● THE REQUEST
Copy the lines word for word, from the first one down through the line that contains "0,198 -> 320,242", with both ends included.

● INPUT
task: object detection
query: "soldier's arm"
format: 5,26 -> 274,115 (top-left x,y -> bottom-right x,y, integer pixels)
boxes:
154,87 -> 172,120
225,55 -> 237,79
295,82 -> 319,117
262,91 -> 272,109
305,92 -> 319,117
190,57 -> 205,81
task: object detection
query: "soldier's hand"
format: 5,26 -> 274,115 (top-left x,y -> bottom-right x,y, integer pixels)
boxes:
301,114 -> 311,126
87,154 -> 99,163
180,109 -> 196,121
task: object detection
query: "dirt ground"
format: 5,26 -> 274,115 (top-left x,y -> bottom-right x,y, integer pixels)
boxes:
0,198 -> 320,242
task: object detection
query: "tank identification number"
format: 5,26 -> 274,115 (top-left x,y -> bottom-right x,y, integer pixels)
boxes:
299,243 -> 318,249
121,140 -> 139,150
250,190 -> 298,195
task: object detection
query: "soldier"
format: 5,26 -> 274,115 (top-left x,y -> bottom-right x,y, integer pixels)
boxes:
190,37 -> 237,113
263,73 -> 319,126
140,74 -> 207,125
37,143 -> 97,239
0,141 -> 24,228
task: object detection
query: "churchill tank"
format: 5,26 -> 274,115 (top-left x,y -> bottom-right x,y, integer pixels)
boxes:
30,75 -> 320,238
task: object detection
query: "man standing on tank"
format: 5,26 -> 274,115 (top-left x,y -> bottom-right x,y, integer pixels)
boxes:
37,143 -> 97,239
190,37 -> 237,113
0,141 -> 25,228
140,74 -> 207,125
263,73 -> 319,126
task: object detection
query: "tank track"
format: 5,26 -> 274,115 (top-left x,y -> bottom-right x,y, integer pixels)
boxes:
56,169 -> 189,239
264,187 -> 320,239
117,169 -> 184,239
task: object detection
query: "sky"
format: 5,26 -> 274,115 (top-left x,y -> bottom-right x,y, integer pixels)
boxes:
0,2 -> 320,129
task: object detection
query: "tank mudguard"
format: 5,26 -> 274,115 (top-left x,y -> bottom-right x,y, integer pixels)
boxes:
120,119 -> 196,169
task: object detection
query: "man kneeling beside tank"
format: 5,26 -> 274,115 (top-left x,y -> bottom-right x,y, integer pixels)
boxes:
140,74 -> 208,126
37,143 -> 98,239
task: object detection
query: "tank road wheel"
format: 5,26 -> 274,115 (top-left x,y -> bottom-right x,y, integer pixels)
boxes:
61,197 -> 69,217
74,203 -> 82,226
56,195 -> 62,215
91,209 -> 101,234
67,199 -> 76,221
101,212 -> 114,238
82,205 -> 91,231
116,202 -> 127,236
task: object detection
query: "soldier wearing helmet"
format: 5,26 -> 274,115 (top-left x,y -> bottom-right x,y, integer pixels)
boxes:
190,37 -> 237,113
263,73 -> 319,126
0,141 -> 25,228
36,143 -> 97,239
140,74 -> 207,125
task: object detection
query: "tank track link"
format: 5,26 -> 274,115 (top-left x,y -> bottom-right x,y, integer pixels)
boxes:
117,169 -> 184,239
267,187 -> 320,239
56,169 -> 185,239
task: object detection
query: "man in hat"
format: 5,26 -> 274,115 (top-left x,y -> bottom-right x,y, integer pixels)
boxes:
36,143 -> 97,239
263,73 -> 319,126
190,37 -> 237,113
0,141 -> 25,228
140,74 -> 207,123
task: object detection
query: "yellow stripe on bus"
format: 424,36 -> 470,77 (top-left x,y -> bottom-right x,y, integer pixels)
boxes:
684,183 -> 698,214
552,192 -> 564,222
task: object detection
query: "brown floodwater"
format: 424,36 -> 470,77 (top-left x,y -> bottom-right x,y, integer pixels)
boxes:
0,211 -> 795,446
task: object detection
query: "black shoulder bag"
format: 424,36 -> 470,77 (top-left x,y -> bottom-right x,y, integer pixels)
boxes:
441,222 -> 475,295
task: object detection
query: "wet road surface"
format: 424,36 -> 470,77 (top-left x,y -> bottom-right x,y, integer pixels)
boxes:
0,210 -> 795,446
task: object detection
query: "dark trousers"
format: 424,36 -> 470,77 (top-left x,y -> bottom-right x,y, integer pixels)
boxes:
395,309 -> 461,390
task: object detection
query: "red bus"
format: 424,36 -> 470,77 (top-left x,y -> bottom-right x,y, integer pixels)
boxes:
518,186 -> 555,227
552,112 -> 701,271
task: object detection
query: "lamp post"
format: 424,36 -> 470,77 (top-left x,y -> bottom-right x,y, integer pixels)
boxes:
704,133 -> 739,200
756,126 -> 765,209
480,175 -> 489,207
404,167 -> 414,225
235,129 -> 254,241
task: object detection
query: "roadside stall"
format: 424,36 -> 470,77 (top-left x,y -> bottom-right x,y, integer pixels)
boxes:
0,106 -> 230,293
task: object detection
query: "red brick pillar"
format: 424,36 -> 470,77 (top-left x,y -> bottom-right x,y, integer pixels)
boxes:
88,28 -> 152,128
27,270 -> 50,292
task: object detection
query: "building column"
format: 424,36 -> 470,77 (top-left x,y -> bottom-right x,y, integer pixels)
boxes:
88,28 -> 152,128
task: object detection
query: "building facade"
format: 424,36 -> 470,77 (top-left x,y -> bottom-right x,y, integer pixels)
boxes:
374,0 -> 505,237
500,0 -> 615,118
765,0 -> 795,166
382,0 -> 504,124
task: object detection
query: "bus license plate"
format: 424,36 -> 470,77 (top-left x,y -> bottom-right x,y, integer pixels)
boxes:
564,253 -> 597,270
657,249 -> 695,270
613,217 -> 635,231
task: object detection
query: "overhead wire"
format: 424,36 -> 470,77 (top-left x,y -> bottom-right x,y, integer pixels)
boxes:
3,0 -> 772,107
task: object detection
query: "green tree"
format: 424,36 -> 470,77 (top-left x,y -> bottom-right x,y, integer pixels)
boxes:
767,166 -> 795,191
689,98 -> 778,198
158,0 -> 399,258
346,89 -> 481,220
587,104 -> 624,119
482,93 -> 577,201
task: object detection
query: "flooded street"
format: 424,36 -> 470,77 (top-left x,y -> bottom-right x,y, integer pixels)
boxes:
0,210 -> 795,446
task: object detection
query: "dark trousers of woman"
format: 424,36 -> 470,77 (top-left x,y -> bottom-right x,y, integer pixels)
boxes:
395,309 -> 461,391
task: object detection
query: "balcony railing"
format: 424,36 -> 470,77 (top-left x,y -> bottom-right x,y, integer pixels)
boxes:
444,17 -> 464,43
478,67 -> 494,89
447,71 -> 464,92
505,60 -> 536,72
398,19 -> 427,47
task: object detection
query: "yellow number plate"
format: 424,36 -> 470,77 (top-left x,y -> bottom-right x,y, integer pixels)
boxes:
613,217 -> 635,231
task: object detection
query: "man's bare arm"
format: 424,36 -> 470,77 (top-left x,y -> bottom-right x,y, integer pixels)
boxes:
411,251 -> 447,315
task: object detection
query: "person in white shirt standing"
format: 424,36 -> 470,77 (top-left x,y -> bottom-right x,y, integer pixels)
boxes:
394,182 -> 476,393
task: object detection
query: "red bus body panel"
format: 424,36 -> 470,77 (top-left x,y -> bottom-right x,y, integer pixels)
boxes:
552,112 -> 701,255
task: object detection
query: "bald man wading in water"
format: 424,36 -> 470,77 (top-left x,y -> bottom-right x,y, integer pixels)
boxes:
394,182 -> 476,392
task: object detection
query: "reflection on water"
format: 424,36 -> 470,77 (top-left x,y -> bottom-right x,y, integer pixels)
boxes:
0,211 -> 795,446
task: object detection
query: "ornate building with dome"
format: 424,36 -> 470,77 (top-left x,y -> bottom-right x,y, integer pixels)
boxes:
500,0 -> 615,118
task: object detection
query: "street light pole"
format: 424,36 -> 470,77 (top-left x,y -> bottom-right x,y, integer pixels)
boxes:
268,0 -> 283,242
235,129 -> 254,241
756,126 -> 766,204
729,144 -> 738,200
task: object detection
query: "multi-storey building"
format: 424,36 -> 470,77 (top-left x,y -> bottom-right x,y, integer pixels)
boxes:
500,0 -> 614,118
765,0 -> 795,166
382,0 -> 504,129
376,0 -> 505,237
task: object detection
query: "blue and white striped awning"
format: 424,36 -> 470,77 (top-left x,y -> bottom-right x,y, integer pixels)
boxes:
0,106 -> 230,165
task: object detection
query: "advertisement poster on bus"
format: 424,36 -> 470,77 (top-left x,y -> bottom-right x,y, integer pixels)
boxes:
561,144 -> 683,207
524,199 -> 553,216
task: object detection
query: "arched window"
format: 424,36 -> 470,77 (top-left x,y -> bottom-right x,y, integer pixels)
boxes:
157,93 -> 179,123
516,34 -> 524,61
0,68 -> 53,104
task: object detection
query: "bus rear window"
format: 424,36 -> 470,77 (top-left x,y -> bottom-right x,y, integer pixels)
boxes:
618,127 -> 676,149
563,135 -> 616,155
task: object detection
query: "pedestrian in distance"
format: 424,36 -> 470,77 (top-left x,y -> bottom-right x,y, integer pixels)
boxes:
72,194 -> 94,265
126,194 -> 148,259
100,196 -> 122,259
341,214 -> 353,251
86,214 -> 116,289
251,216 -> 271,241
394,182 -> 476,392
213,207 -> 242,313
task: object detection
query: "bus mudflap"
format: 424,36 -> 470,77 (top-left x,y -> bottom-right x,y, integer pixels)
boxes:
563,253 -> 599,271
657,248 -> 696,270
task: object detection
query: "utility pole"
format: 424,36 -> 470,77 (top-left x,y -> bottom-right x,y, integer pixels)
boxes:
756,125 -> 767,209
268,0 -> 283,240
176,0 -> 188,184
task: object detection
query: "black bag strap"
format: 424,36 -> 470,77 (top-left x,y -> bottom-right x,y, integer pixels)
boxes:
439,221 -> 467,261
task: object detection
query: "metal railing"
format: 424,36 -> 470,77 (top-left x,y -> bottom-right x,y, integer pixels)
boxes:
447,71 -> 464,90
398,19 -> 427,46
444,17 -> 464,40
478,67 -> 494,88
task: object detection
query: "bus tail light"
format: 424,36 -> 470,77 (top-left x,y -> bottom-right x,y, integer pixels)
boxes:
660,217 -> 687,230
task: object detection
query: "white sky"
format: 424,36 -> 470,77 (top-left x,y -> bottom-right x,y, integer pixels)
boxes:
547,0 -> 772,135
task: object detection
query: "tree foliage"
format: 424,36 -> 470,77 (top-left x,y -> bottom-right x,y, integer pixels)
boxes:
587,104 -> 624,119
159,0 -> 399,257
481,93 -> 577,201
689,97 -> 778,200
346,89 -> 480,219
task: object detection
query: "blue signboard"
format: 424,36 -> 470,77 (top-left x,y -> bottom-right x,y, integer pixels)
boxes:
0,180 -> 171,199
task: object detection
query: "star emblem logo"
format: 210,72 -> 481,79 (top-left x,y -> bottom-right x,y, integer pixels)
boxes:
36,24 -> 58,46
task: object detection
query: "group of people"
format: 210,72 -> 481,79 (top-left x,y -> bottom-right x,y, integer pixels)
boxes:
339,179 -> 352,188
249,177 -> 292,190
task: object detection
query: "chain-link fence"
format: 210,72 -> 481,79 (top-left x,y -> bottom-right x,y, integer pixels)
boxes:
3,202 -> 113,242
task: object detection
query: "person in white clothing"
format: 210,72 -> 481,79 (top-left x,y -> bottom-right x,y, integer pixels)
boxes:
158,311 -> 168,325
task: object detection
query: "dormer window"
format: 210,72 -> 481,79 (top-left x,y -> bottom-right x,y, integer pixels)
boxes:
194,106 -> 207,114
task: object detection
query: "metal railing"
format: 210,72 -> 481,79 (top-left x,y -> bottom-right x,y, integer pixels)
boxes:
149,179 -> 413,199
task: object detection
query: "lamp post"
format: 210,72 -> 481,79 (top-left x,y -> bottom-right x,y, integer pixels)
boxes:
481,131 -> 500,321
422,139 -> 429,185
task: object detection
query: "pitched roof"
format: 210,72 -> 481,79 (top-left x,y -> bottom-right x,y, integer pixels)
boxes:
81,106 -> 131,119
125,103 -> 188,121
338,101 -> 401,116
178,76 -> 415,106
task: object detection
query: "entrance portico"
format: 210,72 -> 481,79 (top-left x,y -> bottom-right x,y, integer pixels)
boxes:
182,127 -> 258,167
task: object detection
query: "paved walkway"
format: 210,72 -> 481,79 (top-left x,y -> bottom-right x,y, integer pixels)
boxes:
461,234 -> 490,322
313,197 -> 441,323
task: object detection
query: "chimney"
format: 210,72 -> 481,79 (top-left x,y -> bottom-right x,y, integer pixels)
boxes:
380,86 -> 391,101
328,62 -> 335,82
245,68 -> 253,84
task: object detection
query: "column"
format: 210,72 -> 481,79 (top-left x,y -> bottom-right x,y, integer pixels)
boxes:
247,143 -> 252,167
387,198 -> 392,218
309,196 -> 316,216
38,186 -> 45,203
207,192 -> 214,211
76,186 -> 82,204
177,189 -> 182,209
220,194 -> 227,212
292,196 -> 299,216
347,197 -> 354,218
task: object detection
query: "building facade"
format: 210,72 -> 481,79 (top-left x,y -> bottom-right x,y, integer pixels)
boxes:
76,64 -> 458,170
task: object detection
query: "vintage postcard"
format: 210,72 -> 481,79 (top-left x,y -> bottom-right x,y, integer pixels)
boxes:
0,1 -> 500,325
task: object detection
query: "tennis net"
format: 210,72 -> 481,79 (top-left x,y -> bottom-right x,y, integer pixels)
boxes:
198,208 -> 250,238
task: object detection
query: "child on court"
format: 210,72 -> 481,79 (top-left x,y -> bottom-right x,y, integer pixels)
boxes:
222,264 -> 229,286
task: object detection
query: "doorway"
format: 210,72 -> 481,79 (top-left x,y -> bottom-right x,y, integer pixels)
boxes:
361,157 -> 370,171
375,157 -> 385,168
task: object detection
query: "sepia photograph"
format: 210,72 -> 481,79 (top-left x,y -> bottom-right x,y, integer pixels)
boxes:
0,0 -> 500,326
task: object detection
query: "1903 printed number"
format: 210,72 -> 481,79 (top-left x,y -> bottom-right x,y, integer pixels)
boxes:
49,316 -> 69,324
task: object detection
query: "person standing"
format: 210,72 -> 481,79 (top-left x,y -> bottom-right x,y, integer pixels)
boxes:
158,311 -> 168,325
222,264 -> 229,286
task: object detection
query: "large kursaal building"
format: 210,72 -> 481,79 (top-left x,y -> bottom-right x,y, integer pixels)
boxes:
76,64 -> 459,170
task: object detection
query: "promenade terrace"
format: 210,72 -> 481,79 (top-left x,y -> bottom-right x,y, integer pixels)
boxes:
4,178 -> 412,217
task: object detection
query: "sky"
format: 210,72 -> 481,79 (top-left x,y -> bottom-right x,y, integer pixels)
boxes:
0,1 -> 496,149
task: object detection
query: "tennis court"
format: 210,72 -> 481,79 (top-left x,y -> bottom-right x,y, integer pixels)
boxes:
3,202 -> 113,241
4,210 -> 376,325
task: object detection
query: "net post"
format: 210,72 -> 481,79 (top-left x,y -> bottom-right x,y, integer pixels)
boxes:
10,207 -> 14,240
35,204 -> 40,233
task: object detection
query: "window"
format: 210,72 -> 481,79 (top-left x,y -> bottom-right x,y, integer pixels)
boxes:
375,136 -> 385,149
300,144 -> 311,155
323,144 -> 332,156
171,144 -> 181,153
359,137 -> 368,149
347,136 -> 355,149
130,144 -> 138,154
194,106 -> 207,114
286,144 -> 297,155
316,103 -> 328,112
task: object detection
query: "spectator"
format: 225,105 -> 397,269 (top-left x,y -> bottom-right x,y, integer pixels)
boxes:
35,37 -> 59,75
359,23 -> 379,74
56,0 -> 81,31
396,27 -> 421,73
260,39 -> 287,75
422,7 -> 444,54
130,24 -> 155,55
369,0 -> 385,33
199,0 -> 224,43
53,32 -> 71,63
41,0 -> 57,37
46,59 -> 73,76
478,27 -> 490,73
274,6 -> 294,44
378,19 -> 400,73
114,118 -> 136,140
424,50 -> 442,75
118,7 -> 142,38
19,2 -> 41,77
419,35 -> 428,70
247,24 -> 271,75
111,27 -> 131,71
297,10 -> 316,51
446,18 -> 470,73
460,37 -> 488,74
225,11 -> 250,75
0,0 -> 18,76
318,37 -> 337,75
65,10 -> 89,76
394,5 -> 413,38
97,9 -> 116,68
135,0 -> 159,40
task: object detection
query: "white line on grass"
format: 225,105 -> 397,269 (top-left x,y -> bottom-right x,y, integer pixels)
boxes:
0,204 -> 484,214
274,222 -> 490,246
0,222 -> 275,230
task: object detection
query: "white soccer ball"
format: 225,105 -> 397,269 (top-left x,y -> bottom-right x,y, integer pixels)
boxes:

● SOLUTION FOR THIS EXERCISE
task: object detection
query: "soldier's arm"
format: 5,26 -> 274,115 (top-left x,y -> bottom-right x,y, integer pixels)
boxes:
154,87 -> 172,120
225,55 -> 237,79
295,82 -> 319,117
262,91 -> 272,109
305,92 -> 319,117
190,57 -> 205,81
task: object detection
query: "soldier's hand"
format: 5,26 -> 274,115 (top-left x,y -> bottom-right x,y, integer pixels)
boxes:
301,114 -> 311,126
87,154 -> 99,163
180,109 -> 196,121
task: object detection
query: "dirt ground"
format: 5,26 -> 274,115 (top-left x,y -> bottom-right x,y, integer pixels)
boxes:
0,198 -> 320,242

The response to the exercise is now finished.